## Instructions for the task
Retype the records below from their first line through the line containing "Target: green grass lawn", and include nothing else.

## Record excerpts
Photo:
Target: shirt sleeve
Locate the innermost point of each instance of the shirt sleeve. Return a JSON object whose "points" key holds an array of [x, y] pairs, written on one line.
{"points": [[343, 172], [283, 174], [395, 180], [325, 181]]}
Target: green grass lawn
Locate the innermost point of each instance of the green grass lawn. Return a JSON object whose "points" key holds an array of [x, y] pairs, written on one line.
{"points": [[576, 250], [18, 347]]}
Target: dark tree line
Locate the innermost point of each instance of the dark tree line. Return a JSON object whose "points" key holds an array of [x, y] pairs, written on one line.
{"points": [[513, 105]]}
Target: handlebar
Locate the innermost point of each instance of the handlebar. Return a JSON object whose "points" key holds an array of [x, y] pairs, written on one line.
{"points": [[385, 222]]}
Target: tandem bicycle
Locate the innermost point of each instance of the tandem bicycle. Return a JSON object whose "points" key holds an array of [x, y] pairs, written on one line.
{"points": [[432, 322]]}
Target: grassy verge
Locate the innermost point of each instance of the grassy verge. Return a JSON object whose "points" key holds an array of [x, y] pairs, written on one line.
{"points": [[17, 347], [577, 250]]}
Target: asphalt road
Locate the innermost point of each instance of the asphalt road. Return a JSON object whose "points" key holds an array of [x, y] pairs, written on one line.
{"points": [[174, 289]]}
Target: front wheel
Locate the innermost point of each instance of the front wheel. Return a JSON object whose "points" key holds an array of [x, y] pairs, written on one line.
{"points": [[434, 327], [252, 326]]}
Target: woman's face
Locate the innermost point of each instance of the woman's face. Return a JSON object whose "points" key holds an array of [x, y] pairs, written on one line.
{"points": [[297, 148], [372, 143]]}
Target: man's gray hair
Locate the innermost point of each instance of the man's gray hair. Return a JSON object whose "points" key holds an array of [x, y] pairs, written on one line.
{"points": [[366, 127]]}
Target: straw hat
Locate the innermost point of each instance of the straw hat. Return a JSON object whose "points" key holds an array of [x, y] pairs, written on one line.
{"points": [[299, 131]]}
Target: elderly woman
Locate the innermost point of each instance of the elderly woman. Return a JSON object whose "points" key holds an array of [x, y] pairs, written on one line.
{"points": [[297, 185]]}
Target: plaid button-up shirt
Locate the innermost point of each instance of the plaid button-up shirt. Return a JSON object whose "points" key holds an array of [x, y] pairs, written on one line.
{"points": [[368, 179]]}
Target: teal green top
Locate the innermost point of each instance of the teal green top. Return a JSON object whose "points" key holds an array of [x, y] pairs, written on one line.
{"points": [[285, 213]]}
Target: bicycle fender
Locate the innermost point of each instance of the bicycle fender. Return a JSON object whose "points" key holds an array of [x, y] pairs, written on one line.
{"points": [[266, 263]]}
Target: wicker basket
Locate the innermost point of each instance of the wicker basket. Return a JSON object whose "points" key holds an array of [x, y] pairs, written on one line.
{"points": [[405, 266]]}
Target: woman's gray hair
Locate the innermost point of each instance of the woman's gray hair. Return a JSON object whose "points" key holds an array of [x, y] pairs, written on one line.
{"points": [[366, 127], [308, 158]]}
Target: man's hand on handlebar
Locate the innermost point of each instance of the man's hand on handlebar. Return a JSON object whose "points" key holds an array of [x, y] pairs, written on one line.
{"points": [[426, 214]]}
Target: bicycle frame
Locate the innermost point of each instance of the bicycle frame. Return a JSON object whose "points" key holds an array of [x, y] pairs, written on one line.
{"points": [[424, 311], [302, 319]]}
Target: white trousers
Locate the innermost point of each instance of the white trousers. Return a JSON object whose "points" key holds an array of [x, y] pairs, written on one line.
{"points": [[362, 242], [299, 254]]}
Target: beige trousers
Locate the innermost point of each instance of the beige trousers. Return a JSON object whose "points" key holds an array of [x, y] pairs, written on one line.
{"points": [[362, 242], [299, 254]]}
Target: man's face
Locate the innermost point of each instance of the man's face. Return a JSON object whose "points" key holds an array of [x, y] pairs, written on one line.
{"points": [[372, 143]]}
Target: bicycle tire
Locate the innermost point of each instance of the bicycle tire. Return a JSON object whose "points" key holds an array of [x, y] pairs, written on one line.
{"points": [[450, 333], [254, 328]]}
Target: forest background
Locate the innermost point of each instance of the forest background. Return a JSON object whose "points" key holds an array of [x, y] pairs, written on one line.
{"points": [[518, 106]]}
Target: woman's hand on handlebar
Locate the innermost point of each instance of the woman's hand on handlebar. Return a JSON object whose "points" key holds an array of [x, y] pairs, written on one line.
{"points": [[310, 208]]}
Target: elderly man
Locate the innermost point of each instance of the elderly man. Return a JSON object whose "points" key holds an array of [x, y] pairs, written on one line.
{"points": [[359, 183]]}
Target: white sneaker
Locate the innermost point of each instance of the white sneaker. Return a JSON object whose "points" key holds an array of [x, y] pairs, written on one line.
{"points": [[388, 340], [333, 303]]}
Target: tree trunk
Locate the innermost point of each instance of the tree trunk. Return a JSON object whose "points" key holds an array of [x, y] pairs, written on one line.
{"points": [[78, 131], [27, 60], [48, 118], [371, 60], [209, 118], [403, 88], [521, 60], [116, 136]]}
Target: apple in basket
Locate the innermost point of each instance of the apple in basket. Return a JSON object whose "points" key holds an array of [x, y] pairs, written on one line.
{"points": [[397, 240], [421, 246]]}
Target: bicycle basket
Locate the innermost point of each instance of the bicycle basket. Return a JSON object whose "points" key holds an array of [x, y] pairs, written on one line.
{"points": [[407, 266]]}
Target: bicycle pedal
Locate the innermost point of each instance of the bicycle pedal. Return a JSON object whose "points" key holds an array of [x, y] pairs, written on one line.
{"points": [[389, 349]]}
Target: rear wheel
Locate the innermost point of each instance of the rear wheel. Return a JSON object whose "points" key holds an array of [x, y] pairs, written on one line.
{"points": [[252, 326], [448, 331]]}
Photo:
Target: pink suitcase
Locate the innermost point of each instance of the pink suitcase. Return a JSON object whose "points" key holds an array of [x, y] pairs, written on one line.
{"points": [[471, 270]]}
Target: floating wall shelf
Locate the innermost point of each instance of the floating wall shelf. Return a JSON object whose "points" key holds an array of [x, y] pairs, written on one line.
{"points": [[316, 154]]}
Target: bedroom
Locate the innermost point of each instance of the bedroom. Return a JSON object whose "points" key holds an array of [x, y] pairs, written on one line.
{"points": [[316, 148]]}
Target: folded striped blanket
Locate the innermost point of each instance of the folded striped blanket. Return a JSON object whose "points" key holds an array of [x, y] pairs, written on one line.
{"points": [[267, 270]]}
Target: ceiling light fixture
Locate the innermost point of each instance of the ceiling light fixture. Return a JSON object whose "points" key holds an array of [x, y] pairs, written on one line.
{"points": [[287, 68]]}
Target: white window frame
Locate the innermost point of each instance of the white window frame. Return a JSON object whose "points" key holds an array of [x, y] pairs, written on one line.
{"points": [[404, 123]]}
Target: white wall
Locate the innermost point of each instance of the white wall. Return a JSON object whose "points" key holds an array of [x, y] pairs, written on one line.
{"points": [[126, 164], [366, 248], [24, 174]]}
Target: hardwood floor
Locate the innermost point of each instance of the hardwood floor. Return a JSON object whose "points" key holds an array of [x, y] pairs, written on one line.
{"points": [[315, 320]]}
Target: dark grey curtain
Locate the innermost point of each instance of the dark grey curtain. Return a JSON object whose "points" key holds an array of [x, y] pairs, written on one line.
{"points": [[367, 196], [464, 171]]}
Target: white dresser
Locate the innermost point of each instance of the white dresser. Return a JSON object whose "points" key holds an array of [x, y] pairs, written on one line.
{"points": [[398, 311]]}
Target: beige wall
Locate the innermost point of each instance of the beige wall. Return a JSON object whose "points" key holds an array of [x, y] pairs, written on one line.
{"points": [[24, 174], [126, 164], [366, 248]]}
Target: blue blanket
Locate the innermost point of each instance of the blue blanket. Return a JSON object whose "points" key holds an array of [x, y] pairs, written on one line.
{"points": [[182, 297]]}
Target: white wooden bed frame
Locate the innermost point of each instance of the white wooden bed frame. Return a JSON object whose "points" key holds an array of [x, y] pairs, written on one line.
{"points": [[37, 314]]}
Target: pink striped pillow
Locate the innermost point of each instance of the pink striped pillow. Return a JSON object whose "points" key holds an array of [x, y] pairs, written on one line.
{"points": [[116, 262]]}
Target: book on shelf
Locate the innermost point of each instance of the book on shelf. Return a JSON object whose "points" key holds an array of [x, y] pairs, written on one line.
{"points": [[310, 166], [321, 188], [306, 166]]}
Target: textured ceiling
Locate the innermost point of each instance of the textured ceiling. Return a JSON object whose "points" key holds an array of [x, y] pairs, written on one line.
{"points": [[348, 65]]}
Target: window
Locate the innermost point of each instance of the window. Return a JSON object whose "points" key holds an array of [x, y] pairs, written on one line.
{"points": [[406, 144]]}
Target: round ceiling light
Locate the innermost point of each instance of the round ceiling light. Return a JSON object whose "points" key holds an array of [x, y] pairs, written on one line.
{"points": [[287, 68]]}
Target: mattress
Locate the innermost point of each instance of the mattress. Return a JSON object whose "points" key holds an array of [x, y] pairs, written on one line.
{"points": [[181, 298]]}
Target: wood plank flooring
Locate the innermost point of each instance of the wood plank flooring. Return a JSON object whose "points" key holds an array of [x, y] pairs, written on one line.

## Answer box
Photo:
Target: shirt sleeve
Locate the innermost point of each instance of the shirt sleeve. Return a JSON object whose "points" key holds an array of [x, y] pairs, written on one line.
{"points": [[343, 172], [283, 174], [395, 180], [325, 181]]}
Target: green grass lawn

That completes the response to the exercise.